▶ [Goal of the exercise]:
Your output should be the lines from the one with "Each instance receives one keypoint. Mark the green foliage" through the end of the entries below, set down word for word and nothing else.
(Given entries)
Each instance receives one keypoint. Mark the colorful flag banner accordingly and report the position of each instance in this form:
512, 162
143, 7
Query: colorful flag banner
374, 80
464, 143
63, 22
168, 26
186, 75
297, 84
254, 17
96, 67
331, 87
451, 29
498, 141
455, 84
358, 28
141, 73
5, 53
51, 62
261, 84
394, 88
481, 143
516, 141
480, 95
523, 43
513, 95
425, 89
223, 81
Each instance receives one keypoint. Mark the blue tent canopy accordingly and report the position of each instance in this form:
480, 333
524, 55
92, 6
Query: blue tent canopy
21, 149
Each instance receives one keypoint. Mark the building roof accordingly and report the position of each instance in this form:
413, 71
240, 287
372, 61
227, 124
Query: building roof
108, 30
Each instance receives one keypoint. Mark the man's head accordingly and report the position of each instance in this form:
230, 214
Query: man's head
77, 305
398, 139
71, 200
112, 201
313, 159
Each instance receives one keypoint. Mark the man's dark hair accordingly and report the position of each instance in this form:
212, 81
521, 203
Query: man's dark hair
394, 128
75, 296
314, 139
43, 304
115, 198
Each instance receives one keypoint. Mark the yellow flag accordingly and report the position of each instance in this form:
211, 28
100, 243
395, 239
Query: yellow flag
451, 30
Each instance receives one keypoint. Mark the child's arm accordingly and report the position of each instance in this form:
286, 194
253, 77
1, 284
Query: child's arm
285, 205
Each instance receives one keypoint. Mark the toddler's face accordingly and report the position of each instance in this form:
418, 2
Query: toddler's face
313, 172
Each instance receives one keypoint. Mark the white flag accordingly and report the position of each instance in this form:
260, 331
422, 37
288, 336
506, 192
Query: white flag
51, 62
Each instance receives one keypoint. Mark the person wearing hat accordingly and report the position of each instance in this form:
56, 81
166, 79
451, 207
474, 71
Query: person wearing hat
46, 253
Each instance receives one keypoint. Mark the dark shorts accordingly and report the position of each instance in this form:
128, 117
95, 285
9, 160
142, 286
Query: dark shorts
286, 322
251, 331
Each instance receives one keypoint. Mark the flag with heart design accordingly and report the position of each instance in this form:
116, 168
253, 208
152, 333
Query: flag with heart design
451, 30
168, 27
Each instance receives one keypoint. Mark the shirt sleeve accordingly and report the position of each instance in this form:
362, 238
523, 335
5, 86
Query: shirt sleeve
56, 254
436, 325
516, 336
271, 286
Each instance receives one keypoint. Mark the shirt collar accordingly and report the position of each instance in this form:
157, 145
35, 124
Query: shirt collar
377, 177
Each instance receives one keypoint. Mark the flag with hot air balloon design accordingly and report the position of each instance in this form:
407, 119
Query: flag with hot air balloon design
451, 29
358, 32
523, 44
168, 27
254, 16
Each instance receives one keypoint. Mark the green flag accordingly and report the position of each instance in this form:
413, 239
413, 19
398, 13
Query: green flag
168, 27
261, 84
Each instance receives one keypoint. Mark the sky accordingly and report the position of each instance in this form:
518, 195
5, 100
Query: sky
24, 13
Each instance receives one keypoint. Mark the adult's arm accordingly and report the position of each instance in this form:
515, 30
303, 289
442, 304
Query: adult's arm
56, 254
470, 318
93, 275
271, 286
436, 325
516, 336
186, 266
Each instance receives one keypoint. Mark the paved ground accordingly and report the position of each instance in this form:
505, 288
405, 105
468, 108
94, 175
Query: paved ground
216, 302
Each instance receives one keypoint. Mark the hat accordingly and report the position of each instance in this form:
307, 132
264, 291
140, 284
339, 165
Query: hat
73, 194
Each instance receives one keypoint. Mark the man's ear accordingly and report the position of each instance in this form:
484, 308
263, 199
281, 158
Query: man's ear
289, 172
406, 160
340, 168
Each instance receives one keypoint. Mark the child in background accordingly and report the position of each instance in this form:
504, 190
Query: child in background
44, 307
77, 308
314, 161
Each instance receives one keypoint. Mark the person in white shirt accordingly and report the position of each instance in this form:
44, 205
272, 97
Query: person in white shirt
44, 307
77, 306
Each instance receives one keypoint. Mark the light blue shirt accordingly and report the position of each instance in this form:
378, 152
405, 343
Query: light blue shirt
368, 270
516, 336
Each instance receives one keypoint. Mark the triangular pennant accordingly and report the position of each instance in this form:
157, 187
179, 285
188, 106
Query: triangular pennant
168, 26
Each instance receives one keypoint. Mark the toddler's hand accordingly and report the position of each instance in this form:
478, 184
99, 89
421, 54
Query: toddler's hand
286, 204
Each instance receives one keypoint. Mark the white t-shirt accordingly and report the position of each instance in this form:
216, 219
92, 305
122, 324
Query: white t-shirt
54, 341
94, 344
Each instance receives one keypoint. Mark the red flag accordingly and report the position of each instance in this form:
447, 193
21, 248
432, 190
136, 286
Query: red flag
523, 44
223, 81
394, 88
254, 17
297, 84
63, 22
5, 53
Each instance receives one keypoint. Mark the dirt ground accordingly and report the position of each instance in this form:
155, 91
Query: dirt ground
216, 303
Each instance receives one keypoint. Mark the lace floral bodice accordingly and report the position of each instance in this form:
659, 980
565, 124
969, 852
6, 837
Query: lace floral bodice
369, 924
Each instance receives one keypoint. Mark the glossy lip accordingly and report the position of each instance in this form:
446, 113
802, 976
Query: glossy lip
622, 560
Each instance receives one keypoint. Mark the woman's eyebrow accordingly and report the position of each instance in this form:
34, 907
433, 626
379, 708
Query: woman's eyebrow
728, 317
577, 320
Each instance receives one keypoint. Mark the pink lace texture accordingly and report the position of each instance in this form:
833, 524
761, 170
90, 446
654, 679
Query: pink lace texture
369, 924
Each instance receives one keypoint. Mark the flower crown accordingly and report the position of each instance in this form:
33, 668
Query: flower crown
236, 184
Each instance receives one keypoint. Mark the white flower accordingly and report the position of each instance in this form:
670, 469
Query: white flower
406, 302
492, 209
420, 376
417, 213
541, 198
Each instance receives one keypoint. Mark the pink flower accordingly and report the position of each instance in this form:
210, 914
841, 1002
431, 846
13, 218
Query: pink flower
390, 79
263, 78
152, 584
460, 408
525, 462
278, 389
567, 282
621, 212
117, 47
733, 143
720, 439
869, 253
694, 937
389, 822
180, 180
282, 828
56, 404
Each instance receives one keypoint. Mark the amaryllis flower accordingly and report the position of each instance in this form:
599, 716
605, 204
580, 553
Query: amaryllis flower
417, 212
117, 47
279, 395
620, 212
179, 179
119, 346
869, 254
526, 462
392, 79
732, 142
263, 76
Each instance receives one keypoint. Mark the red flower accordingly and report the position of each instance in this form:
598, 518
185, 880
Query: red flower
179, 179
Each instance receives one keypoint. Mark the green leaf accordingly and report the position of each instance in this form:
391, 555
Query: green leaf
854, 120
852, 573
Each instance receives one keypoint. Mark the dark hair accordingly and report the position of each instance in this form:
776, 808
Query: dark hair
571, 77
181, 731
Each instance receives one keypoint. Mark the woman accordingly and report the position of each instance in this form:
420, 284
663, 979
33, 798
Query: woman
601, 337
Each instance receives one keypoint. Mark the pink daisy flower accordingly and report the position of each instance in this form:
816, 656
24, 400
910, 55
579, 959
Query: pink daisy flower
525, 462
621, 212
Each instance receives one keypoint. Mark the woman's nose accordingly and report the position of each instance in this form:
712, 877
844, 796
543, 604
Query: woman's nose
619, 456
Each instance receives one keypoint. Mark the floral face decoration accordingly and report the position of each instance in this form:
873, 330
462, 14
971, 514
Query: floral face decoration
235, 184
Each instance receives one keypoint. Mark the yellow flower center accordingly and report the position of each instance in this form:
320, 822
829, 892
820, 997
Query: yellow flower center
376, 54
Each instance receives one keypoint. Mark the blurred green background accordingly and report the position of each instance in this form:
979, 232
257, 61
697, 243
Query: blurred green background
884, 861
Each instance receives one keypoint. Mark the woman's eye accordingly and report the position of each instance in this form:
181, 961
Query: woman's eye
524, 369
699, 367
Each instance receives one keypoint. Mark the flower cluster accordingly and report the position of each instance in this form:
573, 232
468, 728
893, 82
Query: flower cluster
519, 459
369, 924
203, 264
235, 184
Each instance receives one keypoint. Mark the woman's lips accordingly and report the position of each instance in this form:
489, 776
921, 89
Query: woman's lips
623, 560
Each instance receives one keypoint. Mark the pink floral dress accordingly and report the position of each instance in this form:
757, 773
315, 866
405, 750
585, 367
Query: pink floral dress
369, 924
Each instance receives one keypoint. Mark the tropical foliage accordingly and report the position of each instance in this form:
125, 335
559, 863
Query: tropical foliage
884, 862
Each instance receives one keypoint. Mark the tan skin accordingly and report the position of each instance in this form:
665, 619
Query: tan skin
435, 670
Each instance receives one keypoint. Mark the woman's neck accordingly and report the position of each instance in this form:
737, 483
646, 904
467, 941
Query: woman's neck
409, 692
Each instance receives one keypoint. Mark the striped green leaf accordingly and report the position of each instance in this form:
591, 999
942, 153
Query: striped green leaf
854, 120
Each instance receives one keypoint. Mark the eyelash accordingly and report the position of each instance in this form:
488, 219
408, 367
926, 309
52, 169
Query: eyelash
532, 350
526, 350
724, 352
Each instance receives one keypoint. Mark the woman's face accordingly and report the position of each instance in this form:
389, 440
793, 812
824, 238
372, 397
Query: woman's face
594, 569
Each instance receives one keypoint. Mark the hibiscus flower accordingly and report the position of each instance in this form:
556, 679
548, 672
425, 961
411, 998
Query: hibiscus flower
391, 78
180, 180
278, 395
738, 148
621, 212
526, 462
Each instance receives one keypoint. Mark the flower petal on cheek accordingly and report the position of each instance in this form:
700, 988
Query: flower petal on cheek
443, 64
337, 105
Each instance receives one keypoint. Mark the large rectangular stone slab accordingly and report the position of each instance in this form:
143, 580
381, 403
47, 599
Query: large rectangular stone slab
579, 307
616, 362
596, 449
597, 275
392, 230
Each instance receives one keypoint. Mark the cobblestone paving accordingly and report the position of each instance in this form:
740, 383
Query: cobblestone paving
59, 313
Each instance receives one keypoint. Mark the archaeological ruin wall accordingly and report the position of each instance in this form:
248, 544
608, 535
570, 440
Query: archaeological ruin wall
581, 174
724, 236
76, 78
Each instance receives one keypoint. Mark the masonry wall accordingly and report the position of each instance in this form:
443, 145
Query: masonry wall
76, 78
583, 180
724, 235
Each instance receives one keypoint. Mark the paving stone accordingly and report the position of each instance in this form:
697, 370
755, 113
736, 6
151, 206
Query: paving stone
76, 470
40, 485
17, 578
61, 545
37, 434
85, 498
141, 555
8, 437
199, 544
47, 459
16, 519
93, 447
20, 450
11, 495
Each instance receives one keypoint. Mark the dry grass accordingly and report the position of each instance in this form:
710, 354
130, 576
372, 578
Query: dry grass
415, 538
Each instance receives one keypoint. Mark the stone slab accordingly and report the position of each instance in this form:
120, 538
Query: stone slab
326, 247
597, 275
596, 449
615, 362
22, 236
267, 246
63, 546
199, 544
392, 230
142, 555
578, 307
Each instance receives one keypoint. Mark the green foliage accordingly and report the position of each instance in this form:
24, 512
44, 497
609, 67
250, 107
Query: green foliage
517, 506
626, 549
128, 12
(End Given entries)
▶ [Solution for this problem]:
Each instance receives one keypoint. Mark the green foliage accordingly and report the position of each instance in this form:
24, 512
44, 497
609, 67
250, 107
Query: green foliage
517, 506
626, 549
128, 12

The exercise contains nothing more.